[What the task requires]
Rewrite the records below as a numbered list with one line per item, dropping any blank lines and leaving the pictures out.

====

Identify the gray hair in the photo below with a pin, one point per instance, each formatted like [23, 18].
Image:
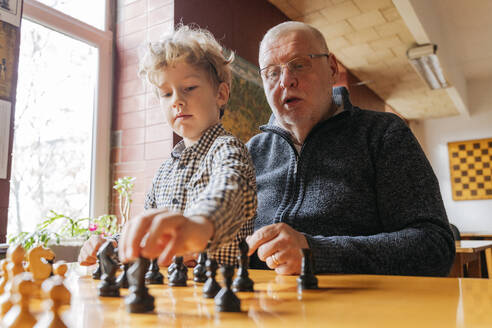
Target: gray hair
[290, 26]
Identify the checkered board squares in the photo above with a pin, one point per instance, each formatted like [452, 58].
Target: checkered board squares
[470, 164]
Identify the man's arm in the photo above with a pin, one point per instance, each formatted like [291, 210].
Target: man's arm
[416, 238]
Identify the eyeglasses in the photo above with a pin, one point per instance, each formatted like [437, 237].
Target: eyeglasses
[301, 64]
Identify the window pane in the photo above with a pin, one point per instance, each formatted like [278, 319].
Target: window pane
[53, 127]
[92, 12]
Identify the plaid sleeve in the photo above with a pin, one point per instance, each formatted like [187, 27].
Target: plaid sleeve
[229, 200]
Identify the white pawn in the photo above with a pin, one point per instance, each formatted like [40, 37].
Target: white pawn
[19, 315]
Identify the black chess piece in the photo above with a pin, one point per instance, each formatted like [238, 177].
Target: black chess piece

====

[Reply]
1. Identify the gray hair in the photo below with a pin, one point per instance, each formatted like [23, 18].
2. Image:
3. Target: gray hair
4. [290, 26]
5. Identify the checkered board squares in the photo above with a pin, one point per instance, each formatted like [452, 58].
6. Target: checkered board squares
7. [470, 164]
8. Identify the man's arm in the photo above with a pin, one point per instance, each formatted like [291, 210].
9. Target: man's arm
10. [416, 238]
11. Identify the eyeglasses in the photo above with a pin, one point per instance, each formatted like [437, 237].
12. Target: eyeglasses
13. [301, 64]
14. Identify the window pane in the photo above with a pin, one point per instance, each formatted like [278, 319].
15. Target: window pane
16. [53, 127]
17. [92, 12]
18. Identify the plaid sleeve in the photo above with a pin, one point per instance, each formatted like [187, 27].
19. Target: plaid sleeve
20. [229, 200]
21. Identify the white pawn in the photo above with a pin, one point per instance, each formatted like [40, 37].
22. Target: white pawn
23. [19, 315]
24. Identify the black chess piece in the photo above with a pin, one point per instance, each formatted like [238, 177].
25. Target: black chess piece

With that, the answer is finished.